TEXT UNDER STUDY -
--*--

According to Marc Pfeffer, MD, PhD, and colleagues, of Brigham and Women's Hospital in Boston, the two dozen randomized controlled trials involving diabetic patients, the highest mortality rates were observed in those trials that required the inclusion of patients with renal disease.

Trials that selected for patients with elevated serum creatinine or impaired estimated glomerular filtration rate (eGFR) had mortality rates of 5.9 to 8.2 per 100 patient-years, whereas the rest of the trials had rates no higher than 3.3, the researchers reported in the online Journal of the American Heart Association: Cardiovascular and Cerebrovascular Disease.

"Risk stratification by evidence of kidney disease, determined by renal function or proteinuria, should be emphasized in diabetic subjects, given its major impact on morbidity and mortality," they wrote.

Pfeffer and colleagues examined 22 randomized trials of at least 1,000 patients with type 2 diabetes and a follow-up duration of at least one year, looking for relationships between specific inclusion and exclusion criteria and all-cause mortality. They excluded trials that selected patients with acute coronary syndromes or end-stage renal disease.

The trials included a total of 91,742 patients, of whom 7.5% died.

After intervention and control arms were combined, mortality rates among the trials ranged widely, from 0.28 to 8.24 per 100 patient-years.

Six trials had a mortality rate of less than 1 per 100 patient-years, 10 had a rate of 1 to less than 2, and three each had rates of 2 to less than 4 and 4 to less than 10.

--*--

SUPPLIED DATA -

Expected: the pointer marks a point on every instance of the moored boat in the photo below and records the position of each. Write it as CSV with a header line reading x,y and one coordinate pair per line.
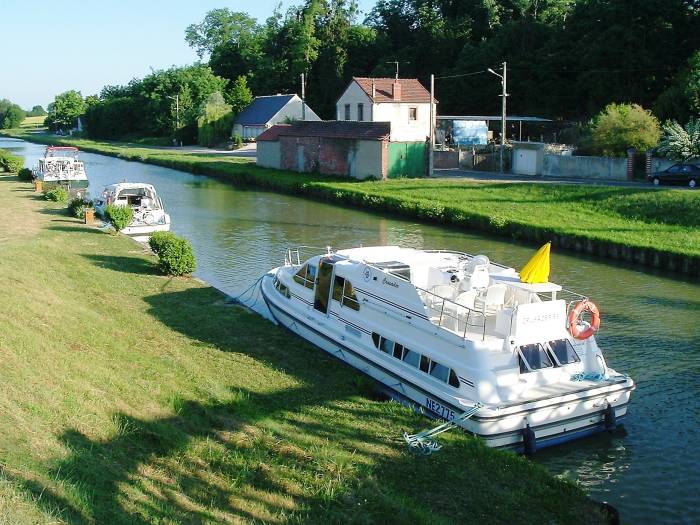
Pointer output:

--*--

THE PROBLEM -
Reproduce the diabetes mortality report word for word, from beginning to end. Work from the diabetes mortality report alone.

RESULT OF THIS EXERCISE -
According to Marc Pfeffer, MD, PhD, and colleagues, of Brigham and Women's Hospital in Boston, the two dozen randomized controlled trials involving diabetic patients, the highest mortality rates were observed in those trials that required the inclusion of patients with renal disease.

Trials that selected for patients with elevated serum creatinine or impaired estimated glomerular filtration rate (eGFR) had mortality rates of 5.9 to 8.2 per 100 patient-years, whereas the rest of the trials had rates no higher than 3.3, the researchers reported in the online Journal of the American Heart Association: Cardiovascular and Cerebrovascular Disease.

"Risk stratification by evidence of kidney disease, determined by renal function or proteinuria, should be emphasized in diabetic subjects, given its major impact on morbidity and mortality," they wrote.

Pfeffer and colleagues examined 22 randomized trials of at least 1,000 patients with type 2 diabetes and a follow-up duration of at least one year, looking for relationships between specific inclusion and exclusion criteria and all-cause mortality. They excluded trials that selected patients with acute coronary syndromes or end-stage renal disease.

The trials included a total of 91,742 patients, of whom 7.5% died.

After intervention and control arms were combined, mortality rates among the trials ranged widely, from 0.28 to 8.24 per 100 patient-years.

Six trials had a mortality rate of less than 1 per 100 patient-years, 10 had a rate of 1 to less than 2, and three each had rates of 2 to less than 4 and 4 to less than 10.